_Items from a data source_

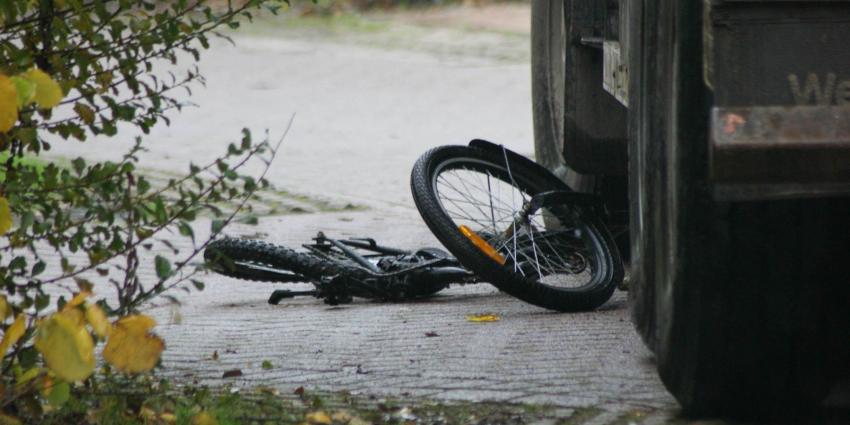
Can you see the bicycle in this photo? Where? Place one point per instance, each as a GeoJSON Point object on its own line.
{"type": "Point", "coordinates": [339, 269]}
{"type": "Point", "coordinates": [517, 226]}
{"type": "Point", "coordinates": [548, 246]}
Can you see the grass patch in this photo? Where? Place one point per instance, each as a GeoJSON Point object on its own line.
{"type": "Point", "coordinates": [112, 399]}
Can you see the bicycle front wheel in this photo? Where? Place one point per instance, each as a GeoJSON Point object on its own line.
{"type": "Point", "coordinates": [558, 257]}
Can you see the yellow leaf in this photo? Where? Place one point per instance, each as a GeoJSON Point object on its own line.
{"type": "Point", "coordinates": [47, 92]}
{"type": "Point", "coordinates": [27, 376]}
{"type": "Point", "coordinates": [8, 104]}
{"type": "Point", "coordinates": [13, 334]}
{"type": "Point", "coordinates": [5, 311]}
{"type": "Point", "coordinates": [478, 318]}
{"type": "Point", "coordinates": [5, 215]}
{"type": "Point", "coordinates": [319, 418]}
{"type": "Point", "coordinates": [131, 348]}
{"type": "Point", "coordinates": [136, 323]}
{"type": "Point", "coordinates": [85, 113]}
{"type": "Point", "coordinates": [66, 346]}
{"type": "Point", "coordinates": [78, 299]}
{"type": "Point", "coordinates": [204, 418]}
{"type": "Point", "coordinates": [97, 319]}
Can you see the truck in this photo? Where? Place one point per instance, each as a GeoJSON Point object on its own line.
{"type": "Point", "coordinates": [718, 133]}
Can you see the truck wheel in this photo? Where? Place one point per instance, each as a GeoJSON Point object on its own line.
{"type": "Point", "coordinates": [743, 303]}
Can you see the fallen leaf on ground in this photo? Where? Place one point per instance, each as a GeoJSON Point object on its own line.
{"type": "Point", "coordinates": [482, 318]}
{"type": "Point", "coordinates": [233, 373]}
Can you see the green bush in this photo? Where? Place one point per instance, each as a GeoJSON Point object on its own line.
{"type": "Point", "coordinates": [70, 69]}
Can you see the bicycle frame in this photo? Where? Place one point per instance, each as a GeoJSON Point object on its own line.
{"type": "Point", "coordinates": [390, 272]}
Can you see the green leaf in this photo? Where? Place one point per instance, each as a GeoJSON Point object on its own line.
{"type": "Point", "coordinates": [216, 226]}
{"type": "Point", "coordinates": [163, 267]}
{"type": "Point", "coordinates": [186, 230]}
{"type": "Point", "coordinates": [38, 268]}
{"type": "Point", "coordinates": [25, 89]}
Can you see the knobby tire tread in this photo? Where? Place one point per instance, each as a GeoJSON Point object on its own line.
{"type": "Point", "coordinates": [311, 267]}
{"type": "Point", "coordinates": [504, 278]}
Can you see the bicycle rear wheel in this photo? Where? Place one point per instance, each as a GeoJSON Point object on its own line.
{"type": "Point", "coordinates": [261, 261]}
{"type": "Point", "coordinates": [562, 257]}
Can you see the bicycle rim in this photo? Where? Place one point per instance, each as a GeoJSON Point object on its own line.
{"type": "Point", "coordinates": [550, 246]}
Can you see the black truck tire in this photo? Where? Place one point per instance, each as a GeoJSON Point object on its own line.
{"type": "Point", "coordinates": [743, 303]}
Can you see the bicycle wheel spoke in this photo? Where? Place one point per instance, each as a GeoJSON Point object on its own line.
{"type": "Point", "coordinates": [487, 199]}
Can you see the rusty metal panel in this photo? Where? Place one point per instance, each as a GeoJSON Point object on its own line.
{"type": "Point", "coordinates": [781, 144]}
{"type": "Point", "coordinates": [779, 72]}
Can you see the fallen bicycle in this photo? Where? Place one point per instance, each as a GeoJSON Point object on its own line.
{"type": "Point", "coordinates": [507, 221]}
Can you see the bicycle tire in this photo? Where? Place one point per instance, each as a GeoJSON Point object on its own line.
{"type": "Point", "coordinates": [227, 256]}
{"type": "Point", "coordinates": [530, 179]}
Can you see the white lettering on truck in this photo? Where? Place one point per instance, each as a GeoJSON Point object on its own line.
{"type": "Point", "coordinates": [827, 92]}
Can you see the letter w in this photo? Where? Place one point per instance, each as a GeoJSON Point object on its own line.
{"type": "Point", "coordinates": [822, 95]}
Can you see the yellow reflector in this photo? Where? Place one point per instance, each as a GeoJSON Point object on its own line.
{"type": "Point", "coordinates": [485, 247]}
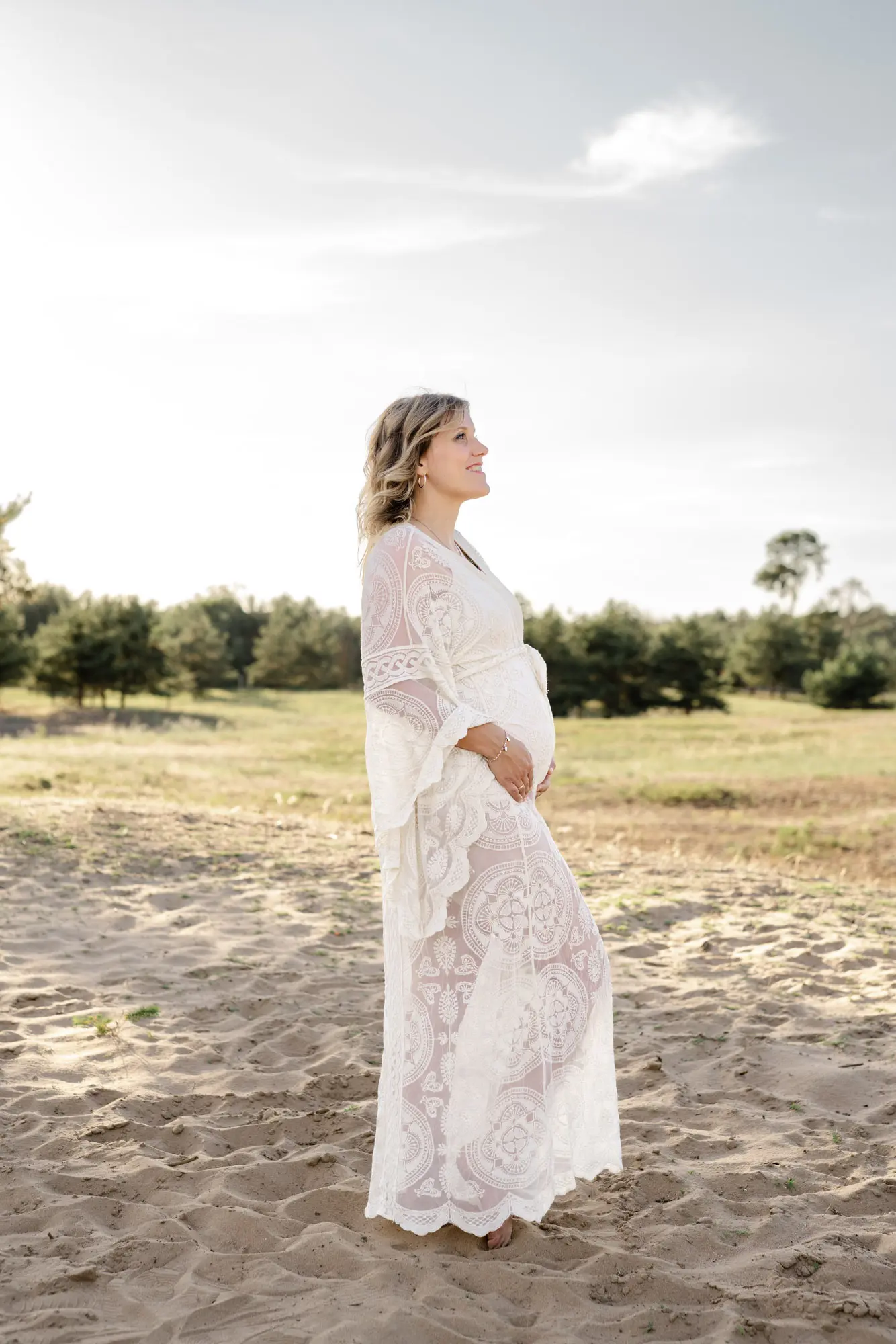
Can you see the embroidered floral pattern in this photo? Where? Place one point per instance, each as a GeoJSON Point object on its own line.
{"type": "Point", "coordinates": [498, 1085]}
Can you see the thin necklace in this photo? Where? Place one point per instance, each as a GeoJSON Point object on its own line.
{"type": "Point", "coordinates": [421, 523]}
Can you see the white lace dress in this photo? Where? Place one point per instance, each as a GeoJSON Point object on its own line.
{"type": "Point", "coordinates": [498, 1085]}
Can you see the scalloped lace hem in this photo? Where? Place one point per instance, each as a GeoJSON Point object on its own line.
{"type": "Point", "coordinates": [531, 1212]}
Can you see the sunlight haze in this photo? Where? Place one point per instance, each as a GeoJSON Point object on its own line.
{"type": "Point", "coordinates": [652, 244]}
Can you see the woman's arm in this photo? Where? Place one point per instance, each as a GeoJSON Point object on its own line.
{"type": "Point", "coordinates": [512, 768]}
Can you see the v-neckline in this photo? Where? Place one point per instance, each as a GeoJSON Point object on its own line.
{"type": "Point", "coordinates": [479, 571]}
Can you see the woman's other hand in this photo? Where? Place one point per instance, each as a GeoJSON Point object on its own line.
{"type": "Point", "coordinates": [546, 783]}
{"type": "Point", "coordinates": [515, 769]}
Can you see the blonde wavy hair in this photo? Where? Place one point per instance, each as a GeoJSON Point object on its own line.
{"type": "Point", "coordinates": [396, 444]}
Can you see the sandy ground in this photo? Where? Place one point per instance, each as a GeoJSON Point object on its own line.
{"type": "Point", "coordinates": [202, 1175]}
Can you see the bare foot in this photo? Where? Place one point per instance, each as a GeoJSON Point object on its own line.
{"type": "Point", "coordinates": [500, 1236]}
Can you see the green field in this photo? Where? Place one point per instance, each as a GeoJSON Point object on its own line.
{"type": "Point", "coordinates": [780, 782]}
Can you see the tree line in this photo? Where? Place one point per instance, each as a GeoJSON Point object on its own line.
{"type": "Point", "coordinates": [619, 662]}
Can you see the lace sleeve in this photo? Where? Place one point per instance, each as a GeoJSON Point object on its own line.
{"type": "Point", "coordinates": [427, 795]}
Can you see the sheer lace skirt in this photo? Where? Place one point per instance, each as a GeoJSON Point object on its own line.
{"type": "Point", "coordinates": [498, 1085]}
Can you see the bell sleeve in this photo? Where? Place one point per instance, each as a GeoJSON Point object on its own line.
{"type": "Point", "coordinates": [427, 795]}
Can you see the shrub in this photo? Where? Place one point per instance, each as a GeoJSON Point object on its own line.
{"type": "Point", "coordinates": [851, 681]}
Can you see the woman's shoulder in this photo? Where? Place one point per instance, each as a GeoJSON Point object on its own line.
{"type": "Point", "coordinates": [404, 541]}
{"type": "Point", "coordinates": [471, 550]}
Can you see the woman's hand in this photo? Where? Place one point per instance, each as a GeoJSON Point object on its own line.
{"type": "Point", "coordinates": [546, 783]}
{"type": "Point", "coordinates": [514, 769]}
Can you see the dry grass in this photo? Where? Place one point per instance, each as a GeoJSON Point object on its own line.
{"type": "Point", "coordinates": [777, 784]}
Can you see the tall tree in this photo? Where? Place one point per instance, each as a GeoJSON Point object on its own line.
{"type": "Point", "coordinates": [76, 651]}
{"type": "Point", "coordinates": [789, 558]}
{"type": "Point", "coordinates": [772, 654]}
{"type": "Point", "coordinates": [688, 661]}
{"type": "Point", "coordinates": [44, 601]}
{"type": "Point", "coordinates": [616, 650]}
{"type": "Point", "coordinates": [197, 653]}
{"type": "Point", "coordinates": [241, 627]}
{"type": "Point", "coordinates": [306, 648]}
{"type": "Point", "coordinates": [850, 599]}
{"type": "Point", "coordinates": [14, 648]}
{"type": "Point", "coordinates": [14, 577]}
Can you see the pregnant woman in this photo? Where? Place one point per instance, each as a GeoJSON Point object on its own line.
{"type": "Point", "coordinates": [498, 1085]}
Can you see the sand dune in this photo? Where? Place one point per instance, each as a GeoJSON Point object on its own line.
{"type": "Point", "coordinates": [202, 1175]}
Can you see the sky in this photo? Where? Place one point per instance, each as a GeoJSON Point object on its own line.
{"type": "Point", "coordinates": [654, 245]}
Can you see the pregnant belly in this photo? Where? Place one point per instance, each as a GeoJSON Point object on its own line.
{"type": "Point", "coordinates": [515, 700]}
{"type": "Point", "coordinates": [533, 724]}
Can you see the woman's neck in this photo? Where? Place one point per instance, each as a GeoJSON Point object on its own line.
{"type": "Point", "coordinates": [439, 514]}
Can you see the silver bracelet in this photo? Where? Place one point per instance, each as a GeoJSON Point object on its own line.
{"type": "Point", "coordinates": [492, 760]}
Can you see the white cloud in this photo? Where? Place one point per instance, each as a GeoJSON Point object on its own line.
{"type": "Point", "coordinates": [664, 143]}
{"type": "Point", "coordinates": [659, 143]}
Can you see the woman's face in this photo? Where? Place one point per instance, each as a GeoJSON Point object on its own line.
{"type": "Point", "coordinates": [453, 462]}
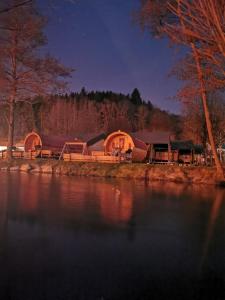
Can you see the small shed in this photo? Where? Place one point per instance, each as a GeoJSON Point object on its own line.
{"type": "Point", "coordinates": [183, 151]}
{"type": "Point", "coordinates": [39, 145]}
{"type": "Point", "coordinates": [159, 144]}
{"type": "Point", "coordinates": [126, 146]}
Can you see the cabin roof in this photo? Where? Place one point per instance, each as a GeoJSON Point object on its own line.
{"type": "Point", "coordinates": [153, 137]}
{"type": "Point", "coordinates": [182, 145]}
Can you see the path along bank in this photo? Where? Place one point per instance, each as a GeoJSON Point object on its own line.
{"type": "Point", "coordinates": [149, 172]}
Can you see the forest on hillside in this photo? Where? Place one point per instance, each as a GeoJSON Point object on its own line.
{"type": "Point", "coordinates": [88, 112]}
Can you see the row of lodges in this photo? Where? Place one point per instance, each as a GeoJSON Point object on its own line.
{"type": "Point", "coordinates": [118, 146]}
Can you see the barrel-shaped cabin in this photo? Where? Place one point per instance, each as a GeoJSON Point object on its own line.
{"type": "Point", "coordinates": [39, 145]}
{"type": "Point", "coordinates": [125, 146]}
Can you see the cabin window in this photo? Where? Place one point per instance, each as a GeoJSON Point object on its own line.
{"type": "Point", "coordinates": [121, 143]}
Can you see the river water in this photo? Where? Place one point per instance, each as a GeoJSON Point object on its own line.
{"type": "Point", "coordinates": [75, 238]}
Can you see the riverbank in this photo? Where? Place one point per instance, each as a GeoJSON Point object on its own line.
{"type": "Point", "coordinates": [173, 173]}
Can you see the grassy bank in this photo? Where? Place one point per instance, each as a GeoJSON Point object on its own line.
{"type": "Point", "coordinates": [175, 173]}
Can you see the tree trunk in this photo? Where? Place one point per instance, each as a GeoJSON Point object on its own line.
{"type": "Point", "coordinates": [219, 168]}
{"type": "Point", "coordinates": [11, 128]}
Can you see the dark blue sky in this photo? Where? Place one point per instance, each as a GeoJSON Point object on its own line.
{"type": "Point", "coordinates": [109, 51]}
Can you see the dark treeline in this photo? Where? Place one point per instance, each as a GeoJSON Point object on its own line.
{"type": "Point", "coordinates": [88, 112]}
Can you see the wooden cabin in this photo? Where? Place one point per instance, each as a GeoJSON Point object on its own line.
{"type": "Point", "coordinates": [158, 143]}
{"type": "Point", "coordinates": [85, 148]}
{"type": "Point", "coordinates": [185, 152]}
{"type": "Point", "coordinates": [38, 145]}
{"type": "Point", "coordinates": [125, 146]}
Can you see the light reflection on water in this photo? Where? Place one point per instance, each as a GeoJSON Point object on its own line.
{"type": "Point", "coordinates": [86, 238]}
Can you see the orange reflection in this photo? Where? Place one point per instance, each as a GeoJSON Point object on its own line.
{"type": "Point", "coordinates": [116, 204]}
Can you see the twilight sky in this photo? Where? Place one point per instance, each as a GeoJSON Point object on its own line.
{"type": "Point", "coordinates": [109, 52]}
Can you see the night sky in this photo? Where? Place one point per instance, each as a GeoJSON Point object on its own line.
{"type": "Point", "coordinates": [109, 51]}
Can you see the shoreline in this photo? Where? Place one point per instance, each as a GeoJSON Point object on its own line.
{"type": "Point", "coordinates": [139, 171]}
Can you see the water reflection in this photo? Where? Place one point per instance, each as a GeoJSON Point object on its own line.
{"type": "Point", "coordinates": [97, 238]}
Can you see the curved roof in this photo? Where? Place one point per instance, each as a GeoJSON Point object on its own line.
{"type": "Point", "coordinates": [136, 142]}
{"type": "Point", "coordinates": [49, 142]}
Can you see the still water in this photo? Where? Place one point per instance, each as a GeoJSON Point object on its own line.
{"type": "Point", "coordinates": [67, 238]}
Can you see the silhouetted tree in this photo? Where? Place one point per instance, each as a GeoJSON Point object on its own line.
{"type": "Point", "coordinates": [24, 72]}
{"type": "Point", "coordinates": [136, 97]}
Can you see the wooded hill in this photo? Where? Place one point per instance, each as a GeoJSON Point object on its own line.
{"type": "Point", "coordinates": [88, 112]}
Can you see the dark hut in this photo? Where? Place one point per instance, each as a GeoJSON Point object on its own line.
{"type": "Point", "coordinates": [39, 145]}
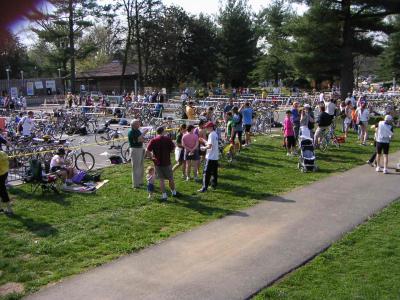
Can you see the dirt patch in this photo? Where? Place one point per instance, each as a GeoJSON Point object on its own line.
{"type": "Point", "coordinates": [10, 288]}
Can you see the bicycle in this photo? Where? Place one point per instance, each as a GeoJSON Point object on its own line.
{"type": "Point", "coordinates": [328, 138]}
{"type": "Point", "coordinates": [80, 159]}
{"type": "Point", "coordinates": [107, 135]}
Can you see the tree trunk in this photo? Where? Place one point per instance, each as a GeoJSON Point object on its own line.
{"type": "Point", "coordinates": [126, 52]}
{"type": "Point", "coordinates": [138, 44]}
{"type": "Point", "coordinates": [72, 43]}
{"type": "Point", "coordinates": [346, 72]}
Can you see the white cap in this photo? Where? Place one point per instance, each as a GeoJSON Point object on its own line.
{"type": "Point", "coordinates": [388, 118]}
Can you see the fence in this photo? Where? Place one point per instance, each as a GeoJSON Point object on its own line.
{"type": "Point", "coordinates": [32, 86]}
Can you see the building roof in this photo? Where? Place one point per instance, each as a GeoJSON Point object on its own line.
{"type": "Point", "coordinates": [112, 69]}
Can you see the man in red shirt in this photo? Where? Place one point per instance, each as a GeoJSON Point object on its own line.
{"type": "Point", "coordinates": [160, 149]}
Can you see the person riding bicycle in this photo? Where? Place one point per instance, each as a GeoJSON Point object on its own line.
{"type": "Point", "coordinates": [324, 121]}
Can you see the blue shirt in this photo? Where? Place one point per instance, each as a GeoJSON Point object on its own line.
{"type": "Point", "coordinates": [237, 120]}
{"type": "Point", "coordinates": [295, 115]}
{"type": "Point", "coordinates": [247, 114]}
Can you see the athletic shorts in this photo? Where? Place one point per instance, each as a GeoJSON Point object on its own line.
{"type": "Point", "coordinates": [290, 142]}
{"type": "Point", "coordinates": [239, 135]}
{"type": "Point", "coordinates": [382, 147]}
{"type": "Point", "coordinates": [164, 172]}
{"type": "Point", "coordinates": [194, 156]}
{"type": "Point", "coordinates": [150, 187]}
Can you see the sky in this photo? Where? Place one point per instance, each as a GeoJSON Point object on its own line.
{"type": "Point", "coordinates": [212, 6]}
{"type": "Point", "coordinates": [195, 7]}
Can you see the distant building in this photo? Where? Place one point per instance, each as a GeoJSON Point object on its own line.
{"type": "Point", "coordinates": [106, 78]}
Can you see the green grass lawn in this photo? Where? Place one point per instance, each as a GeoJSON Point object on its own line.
{"type": "Point", "coordinates": [365, 264]}
{"type": "Point", "coordinates": [51, 237]}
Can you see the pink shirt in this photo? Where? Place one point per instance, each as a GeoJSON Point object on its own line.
{"type": "Point", "coordinates": [190, 141]}
{"type": "Point", "coordinates": [288, 127]}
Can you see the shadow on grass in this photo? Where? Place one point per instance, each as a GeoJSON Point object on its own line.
{"type": "Point", "coordinates": [38, 228]}
{"type": "Point", "coordinates": [194, 203]}
{"type": "Point", "coordinates": [41, 196]}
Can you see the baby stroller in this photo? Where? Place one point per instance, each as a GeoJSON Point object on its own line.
{"type": "Point", "coordinates": [307, 156]}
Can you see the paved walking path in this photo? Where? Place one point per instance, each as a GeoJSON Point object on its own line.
{"type": "Point", "coordinates": [236, 256]}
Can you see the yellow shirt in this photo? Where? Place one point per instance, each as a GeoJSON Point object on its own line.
{"type": "Point", "coordinates": [190, 113]}
{"type": "Point", "coordinates": [4, 164]}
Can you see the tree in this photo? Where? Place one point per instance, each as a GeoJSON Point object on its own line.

_REQUIREMENTS_
Beginning at the line that contains "Can you see the baby", retype each line of the listing up to and including the last one, exactly as it stands, and nothing else.

_WRITTEN SOLUTION_
Can you see the baby stroller in this photo? Where? Place one point per instance, each as a GeoJSON Point object on its own line.
{"type": "Point", "coordinates": [307, 156]}
Can you see the paved walking path in this photo? Where? Place one point per instance, each as a GeoJSON Point object on its own line.
{"type": "Point", "coordinates": [236, 256]}
Can you see the yellow shirt in this photo? Where? Place one point per instance, each as a GeoJSON Point object on its own line.
{"type": "Point", "coordinates": [190, 113]}
{"type": "Point", "coordinates": [4, 164]}
Can you see the tree in this photo? Where? Place one point per instance, each as a GeoJSON Point object on its own line.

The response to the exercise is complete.